**Goal:**
Collect and copy, in full, each line of the material below that contains the string "woman".

:: Material for this task

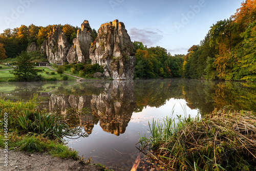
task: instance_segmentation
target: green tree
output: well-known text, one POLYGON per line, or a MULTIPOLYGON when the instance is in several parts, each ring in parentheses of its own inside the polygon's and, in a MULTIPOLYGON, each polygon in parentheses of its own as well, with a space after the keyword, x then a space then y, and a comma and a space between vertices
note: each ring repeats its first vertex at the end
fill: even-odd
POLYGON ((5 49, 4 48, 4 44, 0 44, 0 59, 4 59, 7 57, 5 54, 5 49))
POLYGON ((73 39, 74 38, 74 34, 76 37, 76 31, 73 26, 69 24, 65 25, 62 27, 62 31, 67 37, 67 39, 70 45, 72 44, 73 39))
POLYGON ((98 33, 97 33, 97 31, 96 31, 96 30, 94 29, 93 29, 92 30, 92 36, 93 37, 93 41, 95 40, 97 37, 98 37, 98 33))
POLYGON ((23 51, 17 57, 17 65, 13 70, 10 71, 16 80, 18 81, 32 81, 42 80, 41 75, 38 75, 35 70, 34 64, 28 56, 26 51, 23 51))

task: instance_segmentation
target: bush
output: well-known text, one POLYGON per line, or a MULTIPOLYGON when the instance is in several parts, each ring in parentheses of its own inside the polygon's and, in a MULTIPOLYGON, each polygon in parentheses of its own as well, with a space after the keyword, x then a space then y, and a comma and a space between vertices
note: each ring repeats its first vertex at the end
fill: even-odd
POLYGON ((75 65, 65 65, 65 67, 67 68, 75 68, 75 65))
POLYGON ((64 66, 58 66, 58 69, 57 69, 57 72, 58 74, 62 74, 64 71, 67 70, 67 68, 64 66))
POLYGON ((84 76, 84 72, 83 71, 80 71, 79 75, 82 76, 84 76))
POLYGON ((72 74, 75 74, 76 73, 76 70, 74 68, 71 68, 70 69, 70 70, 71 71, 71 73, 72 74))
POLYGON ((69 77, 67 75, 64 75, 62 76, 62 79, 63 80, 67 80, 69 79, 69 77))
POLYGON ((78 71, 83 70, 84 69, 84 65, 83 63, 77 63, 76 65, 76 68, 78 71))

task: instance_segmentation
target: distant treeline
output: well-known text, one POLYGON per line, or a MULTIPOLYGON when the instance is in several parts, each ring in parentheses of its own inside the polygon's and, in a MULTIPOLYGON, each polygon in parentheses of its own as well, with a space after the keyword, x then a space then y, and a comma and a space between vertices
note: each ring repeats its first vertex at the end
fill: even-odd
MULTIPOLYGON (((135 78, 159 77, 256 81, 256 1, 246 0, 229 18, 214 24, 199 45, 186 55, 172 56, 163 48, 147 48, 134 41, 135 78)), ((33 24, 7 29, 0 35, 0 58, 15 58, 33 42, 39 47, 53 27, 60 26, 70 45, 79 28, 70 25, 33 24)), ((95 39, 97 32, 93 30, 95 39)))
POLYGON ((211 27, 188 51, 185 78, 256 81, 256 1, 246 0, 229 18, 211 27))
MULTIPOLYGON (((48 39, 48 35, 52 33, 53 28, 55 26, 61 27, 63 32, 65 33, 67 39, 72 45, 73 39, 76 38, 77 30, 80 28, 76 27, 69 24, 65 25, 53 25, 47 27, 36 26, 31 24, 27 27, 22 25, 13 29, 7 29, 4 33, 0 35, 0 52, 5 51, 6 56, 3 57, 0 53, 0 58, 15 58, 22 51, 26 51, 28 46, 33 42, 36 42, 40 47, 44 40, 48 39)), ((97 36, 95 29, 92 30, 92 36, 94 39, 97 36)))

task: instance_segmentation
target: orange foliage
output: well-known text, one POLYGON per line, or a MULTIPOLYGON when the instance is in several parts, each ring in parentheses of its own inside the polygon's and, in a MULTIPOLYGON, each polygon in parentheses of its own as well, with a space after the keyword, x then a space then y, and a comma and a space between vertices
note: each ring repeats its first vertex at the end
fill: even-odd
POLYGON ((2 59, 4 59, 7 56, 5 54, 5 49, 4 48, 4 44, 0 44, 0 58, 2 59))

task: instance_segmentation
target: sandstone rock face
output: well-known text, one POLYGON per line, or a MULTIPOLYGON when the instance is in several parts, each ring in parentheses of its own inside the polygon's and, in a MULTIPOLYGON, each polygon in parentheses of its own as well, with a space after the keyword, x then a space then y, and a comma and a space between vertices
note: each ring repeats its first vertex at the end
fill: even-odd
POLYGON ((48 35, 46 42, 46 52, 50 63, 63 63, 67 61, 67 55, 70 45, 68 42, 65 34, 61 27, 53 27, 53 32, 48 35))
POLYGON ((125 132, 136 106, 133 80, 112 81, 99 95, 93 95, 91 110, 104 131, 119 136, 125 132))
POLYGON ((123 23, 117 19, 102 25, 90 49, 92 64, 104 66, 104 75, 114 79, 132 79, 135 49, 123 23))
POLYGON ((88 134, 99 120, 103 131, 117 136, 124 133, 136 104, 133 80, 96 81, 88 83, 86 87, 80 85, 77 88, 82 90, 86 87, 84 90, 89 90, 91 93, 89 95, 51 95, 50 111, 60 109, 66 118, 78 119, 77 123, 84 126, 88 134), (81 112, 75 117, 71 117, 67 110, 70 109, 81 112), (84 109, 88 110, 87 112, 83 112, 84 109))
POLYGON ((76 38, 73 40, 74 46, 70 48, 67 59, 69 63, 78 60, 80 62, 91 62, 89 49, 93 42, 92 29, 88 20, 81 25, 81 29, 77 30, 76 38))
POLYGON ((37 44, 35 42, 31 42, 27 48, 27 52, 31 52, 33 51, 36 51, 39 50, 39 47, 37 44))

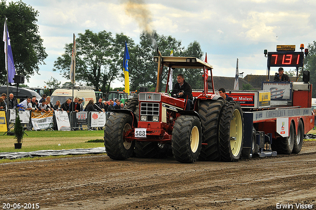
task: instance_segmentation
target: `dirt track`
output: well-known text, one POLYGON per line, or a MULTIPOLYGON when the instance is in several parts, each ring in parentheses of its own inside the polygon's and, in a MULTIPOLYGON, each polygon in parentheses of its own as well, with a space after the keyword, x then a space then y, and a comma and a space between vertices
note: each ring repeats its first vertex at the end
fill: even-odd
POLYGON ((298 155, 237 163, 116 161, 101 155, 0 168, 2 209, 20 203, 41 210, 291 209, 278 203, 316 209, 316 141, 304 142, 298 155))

::::
:: Material for this task

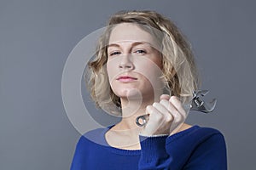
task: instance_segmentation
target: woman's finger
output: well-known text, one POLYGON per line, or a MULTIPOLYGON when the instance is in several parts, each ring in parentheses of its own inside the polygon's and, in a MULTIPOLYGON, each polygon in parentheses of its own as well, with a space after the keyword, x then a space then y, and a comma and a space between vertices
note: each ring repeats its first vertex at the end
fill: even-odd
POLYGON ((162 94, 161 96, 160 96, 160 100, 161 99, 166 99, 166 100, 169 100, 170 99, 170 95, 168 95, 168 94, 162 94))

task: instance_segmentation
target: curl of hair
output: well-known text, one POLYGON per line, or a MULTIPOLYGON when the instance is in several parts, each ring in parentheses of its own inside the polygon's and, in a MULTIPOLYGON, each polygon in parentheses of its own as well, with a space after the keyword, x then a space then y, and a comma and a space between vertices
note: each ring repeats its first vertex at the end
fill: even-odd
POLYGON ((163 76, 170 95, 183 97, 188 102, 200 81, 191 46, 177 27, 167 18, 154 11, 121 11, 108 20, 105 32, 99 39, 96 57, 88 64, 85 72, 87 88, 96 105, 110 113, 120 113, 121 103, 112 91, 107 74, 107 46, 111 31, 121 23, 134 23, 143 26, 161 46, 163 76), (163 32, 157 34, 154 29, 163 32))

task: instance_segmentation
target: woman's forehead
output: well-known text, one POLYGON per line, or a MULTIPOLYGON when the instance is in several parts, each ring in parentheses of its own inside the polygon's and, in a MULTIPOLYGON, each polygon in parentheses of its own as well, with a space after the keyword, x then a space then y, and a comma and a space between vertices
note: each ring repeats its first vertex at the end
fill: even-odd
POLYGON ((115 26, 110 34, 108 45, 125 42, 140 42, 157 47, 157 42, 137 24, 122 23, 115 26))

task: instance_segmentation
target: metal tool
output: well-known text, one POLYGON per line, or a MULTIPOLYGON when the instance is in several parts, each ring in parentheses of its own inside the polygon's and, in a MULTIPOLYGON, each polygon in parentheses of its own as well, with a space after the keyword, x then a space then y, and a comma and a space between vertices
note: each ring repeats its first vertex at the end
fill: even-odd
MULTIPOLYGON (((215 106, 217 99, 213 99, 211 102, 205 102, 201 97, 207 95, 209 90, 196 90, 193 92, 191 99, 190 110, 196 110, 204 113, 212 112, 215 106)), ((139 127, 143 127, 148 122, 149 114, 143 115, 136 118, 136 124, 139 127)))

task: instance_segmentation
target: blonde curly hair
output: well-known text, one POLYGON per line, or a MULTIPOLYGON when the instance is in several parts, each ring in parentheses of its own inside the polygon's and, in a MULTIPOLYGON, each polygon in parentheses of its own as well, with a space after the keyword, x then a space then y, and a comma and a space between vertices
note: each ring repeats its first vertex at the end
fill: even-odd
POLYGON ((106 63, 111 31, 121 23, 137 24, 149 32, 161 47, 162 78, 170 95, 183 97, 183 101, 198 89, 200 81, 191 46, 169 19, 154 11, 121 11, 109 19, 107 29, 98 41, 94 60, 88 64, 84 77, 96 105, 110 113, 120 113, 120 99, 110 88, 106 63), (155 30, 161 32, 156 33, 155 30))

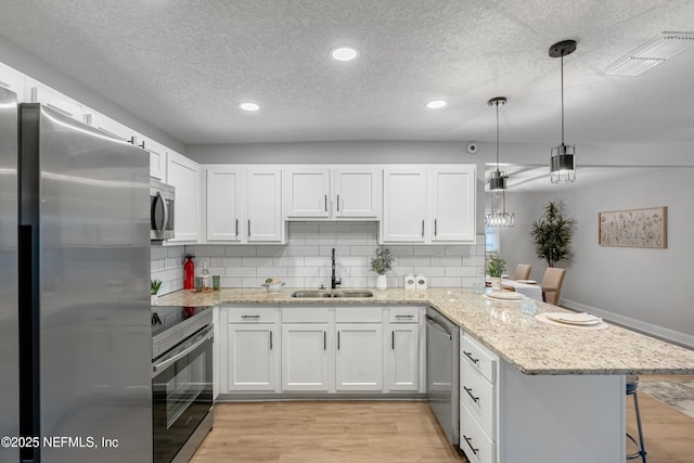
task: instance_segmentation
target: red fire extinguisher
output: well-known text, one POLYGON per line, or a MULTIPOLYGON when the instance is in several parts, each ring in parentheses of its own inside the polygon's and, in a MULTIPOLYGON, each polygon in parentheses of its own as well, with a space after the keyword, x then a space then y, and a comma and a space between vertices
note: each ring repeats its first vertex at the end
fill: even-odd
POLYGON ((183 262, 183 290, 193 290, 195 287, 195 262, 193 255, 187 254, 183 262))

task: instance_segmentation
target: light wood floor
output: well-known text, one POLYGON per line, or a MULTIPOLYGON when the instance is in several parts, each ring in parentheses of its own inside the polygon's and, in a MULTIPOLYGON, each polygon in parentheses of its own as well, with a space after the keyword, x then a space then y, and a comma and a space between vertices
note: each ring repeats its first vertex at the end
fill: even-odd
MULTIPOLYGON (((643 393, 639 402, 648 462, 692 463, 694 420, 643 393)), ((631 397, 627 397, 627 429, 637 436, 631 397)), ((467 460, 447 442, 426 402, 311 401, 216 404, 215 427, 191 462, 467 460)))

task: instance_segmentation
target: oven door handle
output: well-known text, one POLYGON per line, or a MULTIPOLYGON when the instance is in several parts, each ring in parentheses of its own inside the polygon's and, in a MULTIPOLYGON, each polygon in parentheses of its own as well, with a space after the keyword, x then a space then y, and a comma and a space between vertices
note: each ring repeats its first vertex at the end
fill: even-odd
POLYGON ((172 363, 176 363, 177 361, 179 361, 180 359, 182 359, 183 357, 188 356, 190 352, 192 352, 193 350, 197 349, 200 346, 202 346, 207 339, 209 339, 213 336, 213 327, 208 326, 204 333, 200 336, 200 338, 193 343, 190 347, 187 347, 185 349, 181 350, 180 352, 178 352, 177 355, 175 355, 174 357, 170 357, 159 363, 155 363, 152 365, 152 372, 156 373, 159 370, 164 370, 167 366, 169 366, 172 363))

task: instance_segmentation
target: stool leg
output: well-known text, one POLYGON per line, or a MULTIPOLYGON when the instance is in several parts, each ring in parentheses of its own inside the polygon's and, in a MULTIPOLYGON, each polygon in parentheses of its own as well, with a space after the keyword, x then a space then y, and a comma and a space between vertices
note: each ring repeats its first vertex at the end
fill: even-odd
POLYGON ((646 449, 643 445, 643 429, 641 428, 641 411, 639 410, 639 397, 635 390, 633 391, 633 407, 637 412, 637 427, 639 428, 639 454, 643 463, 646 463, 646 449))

::::
:: Material for this task

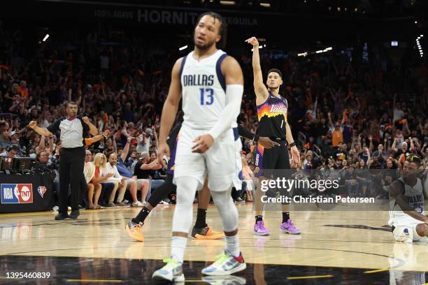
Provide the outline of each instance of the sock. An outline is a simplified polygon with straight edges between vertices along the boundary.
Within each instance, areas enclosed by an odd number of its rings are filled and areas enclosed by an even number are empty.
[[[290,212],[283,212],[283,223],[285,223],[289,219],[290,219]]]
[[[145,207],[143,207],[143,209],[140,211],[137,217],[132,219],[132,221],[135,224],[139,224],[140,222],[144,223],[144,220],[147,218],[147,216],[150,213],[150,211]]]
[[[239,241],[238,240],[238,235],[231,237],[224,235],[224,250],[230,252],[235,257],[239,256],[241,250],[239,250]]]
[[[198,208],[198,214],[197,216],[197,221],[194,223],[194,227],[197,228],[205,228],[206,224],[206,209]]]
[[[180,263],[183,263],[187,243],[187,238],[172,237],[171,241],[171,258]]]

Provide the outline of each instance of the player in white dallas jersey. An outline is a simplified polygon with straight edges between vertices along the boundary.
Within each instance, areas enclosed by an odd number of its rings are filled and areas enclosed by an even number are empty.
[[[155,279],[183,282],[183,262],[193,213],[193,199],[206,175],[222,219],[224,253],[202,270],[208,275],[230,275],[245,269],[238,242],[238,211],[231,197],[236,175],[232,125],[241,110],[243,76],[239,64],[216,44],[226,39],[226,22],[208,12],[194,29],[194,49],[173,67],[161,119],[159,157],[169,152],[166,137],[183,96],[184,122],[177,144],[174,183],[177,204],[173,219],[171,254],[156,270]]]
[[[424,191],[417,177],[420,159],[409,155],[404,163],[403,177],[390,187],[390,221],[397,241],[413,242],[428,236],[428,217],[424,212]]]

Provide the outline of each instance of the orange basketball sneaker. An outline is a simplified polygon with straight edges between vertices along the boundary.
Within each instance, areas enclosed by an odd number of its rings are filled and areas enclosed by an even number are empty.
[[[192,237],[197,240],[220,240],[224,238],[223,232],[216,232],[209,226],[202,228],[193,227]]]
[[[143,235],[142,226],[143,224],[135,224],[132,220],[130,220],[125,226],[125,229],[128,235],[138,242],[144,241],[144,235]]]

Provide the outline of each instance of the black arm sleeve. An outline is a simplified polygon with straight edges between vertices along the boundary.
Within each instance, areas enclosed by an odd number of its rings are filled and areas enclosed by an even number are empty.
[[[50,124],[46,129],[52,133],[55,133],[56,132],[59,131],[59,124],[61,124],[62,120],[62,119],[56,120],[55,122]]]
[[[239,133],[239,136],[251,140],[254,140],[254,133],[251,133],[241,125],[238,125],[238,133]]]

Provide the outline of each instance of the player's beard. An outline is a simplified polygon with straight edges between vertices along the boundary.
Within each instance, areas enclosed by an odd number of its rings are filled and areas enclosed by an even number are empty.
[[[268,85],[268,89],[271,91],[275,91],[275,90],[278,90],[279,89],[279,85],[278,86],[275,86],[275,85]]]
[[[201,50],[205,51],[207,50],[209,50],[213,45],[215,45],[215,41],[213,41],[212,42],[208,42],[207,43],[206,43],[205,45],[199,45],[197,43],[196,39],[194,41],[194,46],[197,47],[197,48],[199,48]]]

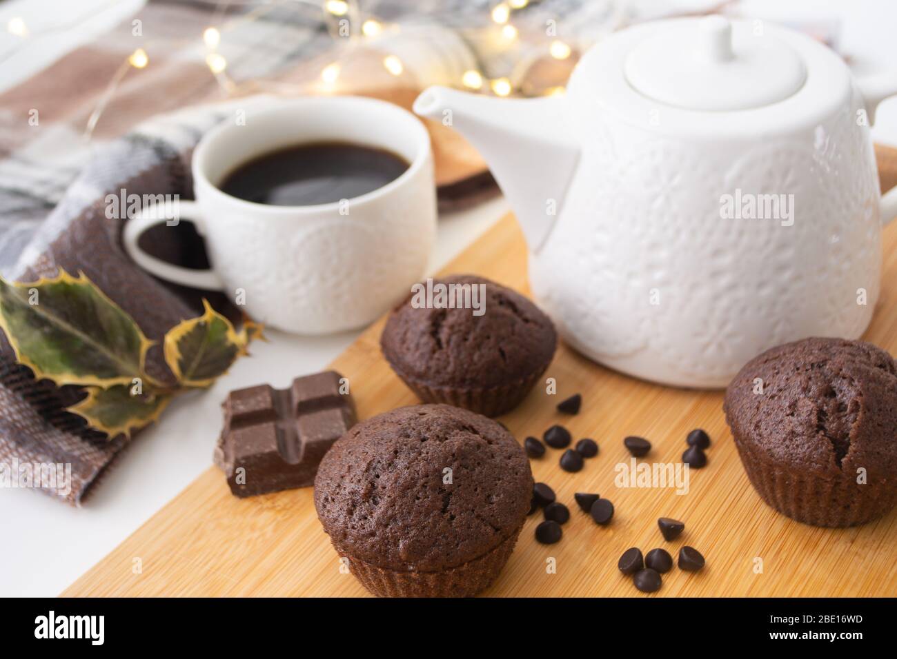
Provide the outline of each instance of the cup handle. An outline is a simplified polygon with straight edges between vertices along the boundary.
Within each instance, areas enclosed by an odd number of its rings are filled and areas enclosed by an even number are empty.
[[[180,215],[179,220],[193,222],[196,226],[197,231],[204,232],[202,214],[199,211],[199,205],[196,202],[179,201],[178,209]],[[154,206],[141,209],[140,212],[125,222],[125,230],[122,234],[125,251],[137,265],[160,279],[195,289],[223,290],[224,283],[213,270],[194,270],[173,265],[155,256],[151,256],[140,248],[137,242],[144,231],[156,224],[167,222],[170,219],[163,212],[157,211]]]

::::

**Answer to the problem:**
target: woman's finger
target: woman's forehead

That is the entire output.